Text shown:

It's hard to imagine anyone being openly disrespectful as The Ode is being intoned.
But forgetting about the meaning of the day - treating it as a chance to drink too much and then run amok once the commemorations are over - is its own form of disrespect, whether that was the intention of the individual or not.
History isn't static and every April 25 commemoration in Australia isn't exactly the same.
There have been periods in Australia's history when it has looked as if Anzac Day was losing the nation's attention and there have been periods when a new generation has become energised by the Anzac story and crowds at the services have started to swell again.
There have also been periods when Anzac Day has for some (not all) been associated more with the party afterwards than the solemnity before.
COVID has caused us plenty of heartache over the past two years but one of its few constructive contributions in Bathurst was the Anzac Day of 2020.
That year, when locals gathered with a candle in the dark at the end of driveways to reflect on sacrifice and service, was perhaps as pure an expression of Anzac Day as the city will ever experience.

Data extracts:
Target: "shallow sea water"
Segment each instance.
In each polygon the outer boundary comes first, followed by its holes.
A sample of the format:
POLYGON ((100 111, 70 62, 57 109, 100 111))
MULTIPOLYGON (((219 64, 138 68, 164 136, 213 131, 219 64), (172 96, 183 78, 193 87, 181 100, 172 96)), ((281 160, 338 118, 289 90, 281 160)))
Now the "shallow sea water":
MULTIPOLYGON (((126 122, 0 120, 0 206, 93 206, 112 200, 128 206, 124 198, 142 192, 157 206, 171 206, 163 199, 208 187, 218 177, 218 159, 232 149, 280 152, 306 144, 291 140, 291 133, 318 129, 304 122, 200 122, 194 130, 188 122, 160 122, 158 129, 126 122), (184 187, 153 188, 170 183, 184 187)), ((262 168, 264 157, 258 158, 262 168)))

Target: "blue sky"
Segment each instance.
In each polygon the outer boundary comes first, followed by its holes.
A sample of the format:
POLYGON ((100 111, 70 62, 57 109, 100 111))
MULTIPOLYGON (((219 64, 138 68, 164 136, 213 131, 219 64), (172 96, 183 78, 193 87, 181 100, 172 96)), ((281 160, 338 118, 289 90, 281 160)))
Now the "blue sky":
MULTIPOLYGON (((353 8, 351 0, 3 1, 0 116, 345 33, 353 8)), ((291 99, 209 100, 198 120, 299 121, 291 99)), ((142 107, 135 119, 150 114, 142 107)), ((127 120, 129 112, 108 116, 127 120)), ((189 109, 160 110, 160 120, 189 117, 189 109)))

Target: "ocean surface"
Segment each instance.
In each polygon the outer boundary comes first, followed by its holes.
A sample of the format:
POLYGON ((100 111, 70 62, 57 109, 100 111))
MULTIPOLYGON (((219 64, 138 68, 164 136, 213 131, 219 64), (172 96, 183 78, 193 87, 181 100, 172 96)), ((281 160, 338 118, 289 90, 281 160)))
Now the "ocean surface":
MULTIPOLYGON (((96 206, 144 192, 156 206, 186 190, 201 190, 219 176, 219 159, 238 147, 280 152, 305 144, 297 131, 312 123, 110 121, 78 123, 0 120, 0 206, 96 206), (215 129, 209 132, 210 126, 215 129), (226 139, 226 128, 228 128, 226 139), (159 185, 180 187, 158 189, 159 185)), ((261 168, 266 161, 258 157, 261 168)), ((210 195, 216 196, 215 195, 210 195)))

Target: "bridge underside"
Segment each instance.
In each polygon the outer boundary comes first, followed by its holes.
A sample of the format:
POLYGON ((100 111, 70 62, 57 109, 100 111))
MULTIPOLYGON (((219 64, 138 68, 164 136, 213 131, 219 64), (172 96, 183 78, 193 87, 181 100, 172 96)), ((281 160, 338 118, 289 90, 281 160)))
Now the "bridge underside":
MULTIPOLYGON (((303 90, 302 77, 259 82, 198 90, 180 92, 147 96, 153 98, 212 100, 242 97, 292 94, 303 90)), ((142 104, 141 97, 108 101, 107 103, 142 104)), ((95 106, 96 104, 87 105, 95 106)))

How to complete this task: Pick up the piece on Anzac Day commemoration in Bathurst after its final sentence and continue it. The material plays no part in this work.

Reply to the exercise:
There wasn't the communion of the enormous crowd that gathers at Kings Parade for the traditional mid-morning service, but there was a communion of another sort as lights twinkled here, there and everywhere in the city's streets.
We're able to get together once more for Anzac Day in 2022 and that's a good thing.
But we should remember to give the day the respect that it deserves and not lose sight of why it is we pause on April 25.
We're Australians, and Australians will always love a drink and a punt and a chance to get together with their mates.
But as the Bathurst RSL Club has been at pains to emphasise in recent years, we can do all that without losing a sense of what the day is really about.
If we ever lose the real essence of Anzac Day, then we lose something important of ourselves.